-------- TEXT SEGMENT
Upload model.safetensors.index.json
Hi there!
While trying to load PORTULAN/gervasio-8b-portuguese-ptpt-decoder I ran into this error:
File ".../transformers/modeling_utils.py", line 1243, in _get_resolved_checkpoint_files
raise OSError(
OSError: PORTULAN/gervasio-8b-portuguese-ptpt-decoder does not appear to have a file named
pytorch_model.bin, model.safetensors, tf_model.h5, model.ckpt or flax_model.msgpack.
After a bit of digging I discovered the cause:
the weights are split across four .safetensors shards, but the repository doesn’t include the
index file (model.safetensors.index.json) that tells HF Transformers how to stitch those shards
together.
This PR simply adds that index file. Feel free to regenerate it yourself or keep this one—either
way the model loads correctly once the file is present. 🚀
Follow-up question
Do you plan to release a Brazilian-Portuguese variant (something likegervasio-8b-portuguese-ptbr-decoder), similar to what you did for the 7 B model?
Or does the 8 B checkpoint already cover both pt-PT and pt-BR?
I noticed the 7 B models were deprecated and was a bit unsure about the naming.
Thanks—and great work on these models!
----------------
-------- RECORDED INFORMATION
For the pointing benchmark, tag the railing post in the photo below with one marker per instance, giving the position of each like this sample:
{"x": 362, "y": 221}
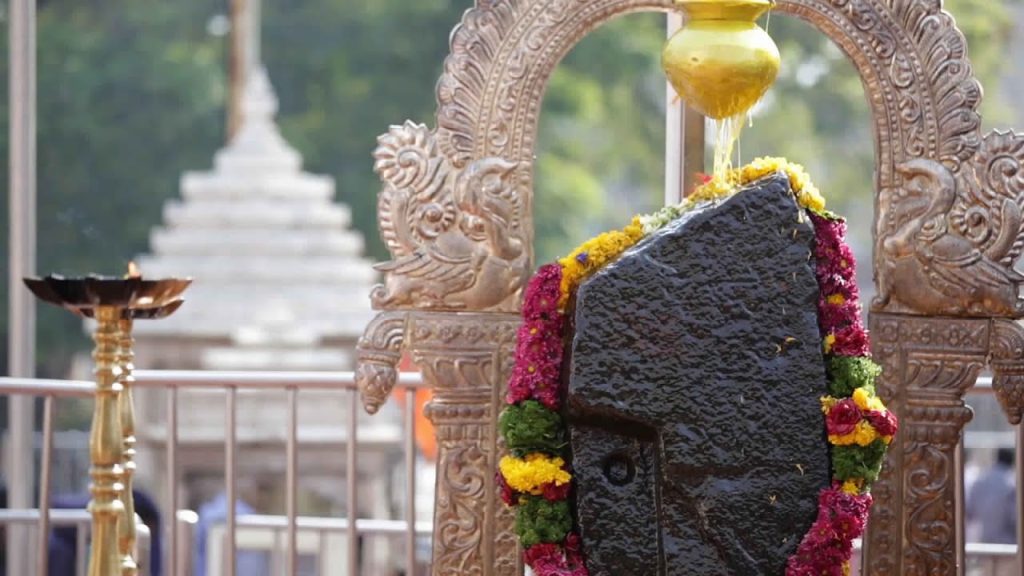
----------------
* **OBJECTIVES**
**a.** Answer these about the pull request on the missing index file, one answer per line:
(i) How many .safetensors shards are the weights split across?
(ii) What file does the pull request add?
(iii) Which models does the writer say were deprecated?
**b.** Resume the pull request on the missing index file, writing on from its final line.

* **ANSWERS BELOW**
**a.**
(i) Four.
(ii) model.safetensors.index.json
(iii) The 7 B models.

**b.**
Thank you for reporting the error. I missed that file when uploading the model to huggingface.
I have now included the original model.safetensors.index.json in the repository. For some reason the value in metadata/total_size is slightly different from the one in your file. Maybe it was computed in a different way.
Thanks, once again.
About your follow-up question:
Since there are several pt-BR models available on hugging face, we are currently focusing on pt-PT models and have no plans to release pt-BR versions of Gervásio soon. However, I wouldn't be surprised if the current 8B Gervásio pt-PT performed better than the old/deprecated 7B Gervásio pt-BR in pt-BR tasks/datasets.
Best regards and thanks for your interest in Gervásio models!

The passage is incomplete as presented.